--- Auszüge der Auflistung ---

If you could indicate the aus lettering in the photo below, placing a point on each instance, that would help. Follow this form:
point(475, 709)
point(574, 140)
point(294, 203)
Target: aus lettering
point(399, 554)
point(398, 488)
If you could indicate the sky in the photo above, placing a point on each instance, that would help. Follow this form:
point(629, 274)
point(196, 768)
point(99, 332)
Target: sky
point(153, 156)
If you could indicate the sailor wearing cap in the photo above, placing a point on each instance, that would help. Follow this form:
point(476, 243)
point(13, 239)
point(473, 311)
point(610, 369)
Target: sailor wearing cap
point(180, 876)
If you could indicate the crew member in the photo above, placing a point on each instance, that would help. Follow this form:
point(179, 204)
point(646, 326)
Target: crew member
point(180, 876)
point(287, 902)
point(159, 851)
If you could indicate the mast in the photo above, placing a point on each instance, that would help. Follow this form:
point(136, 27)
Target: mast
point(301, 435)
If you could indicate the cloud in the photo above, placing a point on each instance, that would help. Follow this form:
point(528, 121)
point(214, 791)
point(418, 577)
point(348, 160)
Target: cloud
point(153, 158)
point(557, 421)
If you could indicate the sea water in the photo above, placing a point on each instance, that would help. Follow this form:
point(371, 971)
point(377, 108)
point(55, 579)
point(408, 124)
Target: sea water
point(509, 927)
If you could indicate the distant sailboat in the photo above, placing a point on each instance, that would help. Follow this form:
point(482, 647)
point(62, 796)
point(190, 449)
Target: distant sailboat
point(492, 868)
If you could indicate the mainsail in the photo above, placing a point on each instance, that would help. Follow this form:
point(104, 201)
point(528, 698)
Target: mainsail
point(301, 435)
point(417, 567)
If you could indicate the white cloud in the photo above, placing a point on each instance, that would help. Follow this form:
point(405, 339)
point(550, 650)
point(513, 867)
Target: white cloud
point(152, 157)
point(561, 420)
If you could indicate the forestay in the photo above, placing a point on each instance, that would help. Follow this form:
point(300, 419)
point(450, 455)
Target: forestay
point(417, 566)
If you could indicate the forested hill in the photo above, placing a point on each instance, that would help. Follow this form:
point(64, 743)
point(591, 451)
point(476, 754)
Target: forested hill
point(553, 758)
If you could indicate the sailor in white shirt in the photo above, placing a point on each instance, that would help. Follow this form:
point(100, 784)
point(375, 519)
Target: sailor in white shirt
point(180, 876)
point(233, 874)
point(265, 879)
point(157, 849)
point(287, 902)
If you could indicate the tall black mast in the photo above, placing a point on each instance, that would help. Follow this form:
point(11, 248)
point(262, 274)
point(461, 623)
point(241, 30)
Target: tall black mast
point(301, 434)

--- Ziel ---
Gib die gesamte Auflistung oben Zeile für Zeile unverändert aus.

--- Antwort zur Übung ---
If you could indicate the aus lettering in the photo below, placing a point on each instance, that would help. Follow this form:
point(475, 709)
point(574, 140)
point(294, 203)
Target: aus lettering
point(399, 554)
point(398, 488)
If you could indicate the sky in the photo above, placing a point on each instance, that would help. Follow this form:
point(629, 274)
point(196, 768)
point(99, 332)
Target: sky
point(153, 156)
If you could indicate the sailor wearing cap in the photo above, placing a point on each instance, that would help. Follow this form:
point(476, 243)
point(13, 239)
point(473, 311)
point(610, 369)
Target: sailor wearing cap
point(180, 876)
If you could indicate the crew member in the photo above, placing a point on each instance, that would help. Follow this form:
point(179, 204)
point(646, 326)
Target: crew member
point(180, 876)
point(287, 902)
point(159, 851)
If you could indicate the mast in the photo above, placing a point on each instance, that would help. Follow this form:
point(136, 27)
Target: mast
point(301, 435)
If you could indicate the cloud in the photo above, placing a point on each instance, that would help. Follow this form:
point(528, 121)
point(214, 791)
point(418, 577)
point(348, 160)
Target: cloud
point(153, 158)
point(557, 421)
If you could indicate the sea water in the photo above, placing a point on each instance, that would help. Follow this form:
point(371, 971)
point(377, 108)
point(55, 579)
point(408, 124)
Target: sea water
point(509, 927)
If you could indicate the distant sailboat in the photo above, placing a point on each instance, that would help. Follow this form:
point(482, 647)
point(62, 796)
point(190, 449)
Target: distant sailboat
point(492, 868)
If you could indicate the mainsail in the photo above, placing a point on each instance, that would help. Follow this form:
point(104, 201)
point(528, 698)
Target: mainsail
point(301, 435)
point(417, 567)
If you could indicate the white cloud in the photo above, placing a point on each instance, that would help. Follow this form:
point(405, 339)
point(550, 650)
point(513, 867)
Target: white cloud
point(152, 157)
point(561, 420)
If you could indicate the forestay in the photo above, placing a point on each instance, that would help. Follow this form:
point(300, 419)
point(450, 455)
Target: forestay
point(417, 566)
If you could indicate the forested hill in the photo above, placing a point on each instance, that would help. Follow this form:
point(64, 743)
point(591, 451)
point(476, 754)
Target: forested hill
point(553, 758)
If you could indicate the sailor in white shirt in the photo above, placing a point on each instance, that would help. Follow this form:
point(100, 784)
point(375, 519)
Target: sailor in white shirt
point(180, 876)
point(233, 874)
point(265, 879)
point(157, 849)
point(287, 902)
If you could indicate the tall black mast in the photo above, placing a point on each instance, that would help. Follow this form:
point(11, 248)
point(262, 274)
point(461, 623)
point(241, 30)
Target: tall black mast
point(301, 434)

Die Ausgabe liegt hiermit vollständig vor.